# SELECTED EXTRACT
-=-=-
The FDA Food Code is a model food code offered for adoption by state and local governmental jurisdictions that regulate retail food safety (i.e., states and localities). It contains science-based guidance to improve food safety in retail food service establishments. Although not all states and localities have adopted the latest version of the Food Code (2013), FDA and CDC strongly encourage its adoption at all levels of government.* The FDA Food Code states that food contact surfaces, including slicers, should be cleaned and sanitized at least every 4 hours (4–602.11[C]) (8), and that food contact surfaces should be disassembled before cleaning and sanitizing (4–202.11[A]) (8). U.S. Department of Agriculture (USDA) guidance also recommends slicer disassembly before cleaning and sanitizing (6). Knowledge about retail delis’ cleaning practices is critical to developing effective interventions. EHS-Net, a collaborative program of CDC, FDA, USDA, and six EHS-Net–funded state and local health departments,† assessed how often deli slicers were fully cleaned (disassembled, cleaned, and sanitized) at the FDA–specified minimum frequency of every 4 hours. EHS-Net also assessed deli and staff characteristics related to slicer cleaning frequency.
Within each EHS-Net site, data collectors chose a convenient geographic area, based on reasonable travel distance, in which to survey delis by telephone to determine study eligibility and request study participation. A software program was then used to select a random sample of delis within in each of the site geographic areas. Delis eligible for the study had at least one slicer, prepared or served ready-to-eat foods (with a delay between purchase and consumption), and had staff members who could be interviewed in English. Data collectors assessed approximately 50 delis in each site. Data were collected during January–September 2012.
-=-=-
# DIRECTIONS
a – Reproduce the part of the passage on deli slicer cleaning that opens with the words containing "Within each EHS-Net" and closes with "during January–September 2012.".
b – List the requirements a deli had to meet to be eligible for the study described in the passage on deli slicer cleaning.
c – Continue the passage on deli slicer cleaning from its last sentence.
-=-=-
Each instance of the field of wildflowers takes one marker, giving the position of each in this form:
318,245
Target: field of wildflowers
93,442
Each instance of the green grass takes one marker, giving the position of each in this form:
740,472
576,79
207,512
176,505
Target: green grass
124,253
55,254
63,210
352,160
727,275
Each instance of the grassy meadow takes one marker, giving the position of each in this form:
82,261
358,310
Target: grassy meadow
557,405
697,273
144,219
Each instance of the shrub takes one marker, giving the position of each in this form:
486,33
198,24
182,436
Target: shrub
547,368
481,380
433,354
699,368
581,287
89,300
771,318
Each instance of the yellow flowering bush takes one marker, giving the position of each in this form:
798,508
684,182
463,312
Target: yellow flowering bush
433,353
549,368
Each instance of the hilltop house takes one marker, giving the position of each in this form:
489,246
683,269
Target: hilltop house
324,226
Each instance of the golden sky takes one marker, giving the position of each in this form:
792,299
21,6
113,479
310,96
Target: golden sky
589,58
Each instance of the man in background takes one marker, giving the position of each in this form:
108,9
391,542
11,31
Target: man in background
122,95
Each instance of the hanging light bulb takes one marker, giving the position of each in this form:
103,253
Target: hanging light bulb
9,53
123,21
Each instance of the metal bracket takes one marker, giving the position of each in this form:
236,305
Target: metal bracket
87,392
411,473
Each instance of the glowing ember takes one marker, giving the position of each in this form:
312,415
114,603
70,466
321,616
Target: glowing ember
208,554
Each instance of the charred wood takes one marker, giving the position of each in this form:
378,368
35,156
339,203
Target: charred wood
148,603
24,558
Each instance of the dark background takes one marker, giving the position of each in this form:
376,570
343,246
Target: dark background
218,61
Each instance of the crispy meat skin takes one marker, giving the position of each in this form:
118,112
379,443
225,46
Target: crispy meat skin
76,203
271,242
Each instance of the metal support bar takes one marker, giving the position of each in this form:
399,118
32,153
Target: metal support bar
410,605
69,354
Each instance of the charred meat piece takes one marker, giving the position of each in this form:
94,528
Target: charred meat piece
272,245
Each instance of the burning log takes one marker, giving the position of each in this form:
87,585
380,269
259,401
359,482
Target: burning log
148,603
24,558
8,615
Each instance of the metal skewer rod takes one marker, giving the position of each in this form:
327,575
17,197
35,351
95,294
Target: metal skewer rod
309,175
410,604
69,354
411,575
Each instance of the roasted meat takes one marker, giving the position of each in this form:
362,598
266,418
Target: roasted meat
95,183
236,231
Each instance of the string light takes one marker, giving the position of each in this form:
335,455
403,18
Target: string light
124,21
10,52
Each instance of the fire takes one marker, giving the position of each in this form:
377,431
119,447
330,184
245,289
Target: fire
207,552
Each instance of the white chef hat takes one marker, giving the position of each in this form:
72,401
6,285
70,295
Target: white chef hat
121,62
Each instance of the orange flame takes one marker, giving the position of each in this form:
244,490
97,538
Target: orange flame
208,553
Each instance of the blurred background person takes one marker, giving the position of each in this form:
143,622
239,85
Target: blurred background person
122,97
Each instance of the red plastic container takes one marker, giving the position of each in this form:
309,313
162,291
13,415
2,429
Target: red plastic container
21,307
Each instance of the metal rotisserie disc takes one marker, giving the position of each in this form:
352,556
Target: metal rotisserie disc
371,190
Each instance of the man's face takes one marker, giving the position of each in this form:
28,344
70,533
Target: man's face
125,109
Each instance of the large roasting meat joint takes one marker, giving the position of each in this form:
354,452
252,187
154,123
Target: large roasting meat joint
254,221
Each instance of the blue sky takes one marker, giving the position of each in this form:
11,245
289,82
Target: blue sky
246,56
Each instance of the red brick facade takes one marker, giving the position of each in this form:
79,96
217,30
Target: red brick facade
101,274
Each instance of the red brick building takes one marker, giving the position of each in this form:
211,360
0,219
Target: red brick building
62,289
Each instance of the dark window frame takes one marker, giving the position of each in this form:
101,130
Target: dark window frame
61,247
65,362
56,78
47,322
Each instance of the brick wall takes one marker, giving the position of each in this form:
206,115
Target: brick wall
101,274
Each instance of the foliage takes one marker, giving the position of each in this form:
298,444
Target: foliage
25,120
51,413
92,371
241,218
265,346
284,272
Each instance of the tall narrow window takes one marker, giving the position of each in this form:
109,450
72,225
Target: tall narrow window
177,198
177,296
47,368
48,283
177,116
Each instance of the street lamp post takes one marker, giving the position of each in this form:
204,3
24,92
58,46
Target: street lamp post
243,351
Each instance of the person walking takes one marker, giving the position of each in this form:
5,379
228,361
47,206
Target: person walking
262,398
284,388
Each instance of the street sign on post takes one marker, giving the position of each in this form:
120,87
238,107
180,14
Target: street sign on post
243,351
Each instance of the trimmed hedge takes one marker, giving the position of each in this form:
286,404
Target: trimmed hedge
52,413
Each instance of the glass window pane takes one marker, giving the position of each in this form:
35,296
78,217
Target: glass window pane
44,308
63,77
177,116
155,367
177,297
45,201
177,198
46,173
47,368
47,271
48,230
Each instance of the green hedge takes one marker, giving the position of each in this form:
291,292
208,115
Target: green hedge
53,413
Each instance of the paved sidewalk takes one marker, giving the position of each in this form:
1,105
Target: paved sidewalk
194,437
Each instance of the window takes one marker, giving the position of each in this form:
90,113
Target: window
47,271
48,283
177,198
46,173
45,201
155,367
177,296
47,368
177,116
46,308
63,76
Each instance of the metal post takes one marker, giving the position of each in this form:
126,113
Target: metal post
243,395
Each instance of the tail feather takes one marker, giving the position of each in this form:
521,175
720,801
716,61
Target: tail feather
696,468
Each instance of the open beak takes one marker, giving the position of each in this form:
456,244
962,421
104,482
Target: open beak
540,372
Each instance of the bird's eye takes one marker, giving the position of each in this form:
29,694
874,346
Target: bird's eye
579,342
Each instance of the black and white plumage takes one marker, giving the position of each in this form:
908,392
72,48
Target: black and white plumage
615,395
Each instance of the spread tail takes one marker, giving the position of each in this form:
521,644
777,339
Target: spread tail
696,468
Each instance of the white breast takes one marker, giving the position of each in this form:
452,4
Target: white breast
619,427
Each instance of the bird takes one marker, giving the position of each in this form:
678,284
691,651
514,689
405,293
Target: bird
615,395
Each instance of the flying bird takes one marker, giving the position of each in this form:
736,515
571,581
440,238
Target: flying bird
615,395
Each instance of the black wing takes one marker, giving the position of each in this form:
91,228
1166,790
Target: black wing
-=-=-
# EXERCISE RESPONSES
a –
Within each EHS-Net site, data collectors chose a convenient geographic area, based on reasonable travel distance, in which to survey delis by telephone to determine study eligibility and request study participation. A software program was then used to select a random sample of delis within in each of the site geographic areas. Delis eligible for the study had at least one slicer, prepared or served ready-to-eat foods (with a delay between purchase and consumption), and had staff members who could be interviewed in English. Data collectors assessed approximately 50 delis in each site. Data were collected during January–September 2012.

b –
- Having at least one slicer
- Preparing or serving ready-to-eat foods, with a delay between purchase and consumption
- Having staff members who could be interviewed in English

c –
Data collectors interviewed deli managers about their characteristics, their deli’s characteristics; and how often slicers were fully cleaned (“On average, how many times are food slicers fully cleaned [disassembled, cleaned, and sanitized] during a shift?”). Deli managers also completed a written, eight-item food safety knowledge survey. Data collectors interviewed food workers, away from the manager, about their characteristics and food safety knowledge, and how often each slicer was fully cleaned (“How often do you break down, clean, then sanitize this slicer?”). Simple and multiple logistic regression models were used to examine associations between deli, manager, and worker characteristics and slicer-cleaning frequencies. The cut-off for variable inclusion in the multiple regression models was p≤0.10.
Among 691 managers of eligible delis who were contacted, 298 (43%) agreed to be interviewed. In 294 (98.7%) participating delis, data collectors were also able to interview a worker. The majority of delis were chains (55.0%) and had 1–2 slicers (56.8%) (Table 1).
Half of managers (49.5%) said that slicers were fully cleaned at least every 4 hours (Table 1). The remaining managers said that slicers were fully cleaned less frequently. Workers reported that 63.0% (393 of 624) of slicers were fully cleaned at least every 4 hours. Deli-level aggregation of these worker-reported data indicated that in 45.8% of delis, all slicers were fully cleaned at least every 4 hours (Table 1). In the remaining delis, at least one slicer was fully cleaned less frequently. Managers and workers agreed on cleaning frequency in 79.0% of delis (215 of 279, r = 0.587, p<0.001).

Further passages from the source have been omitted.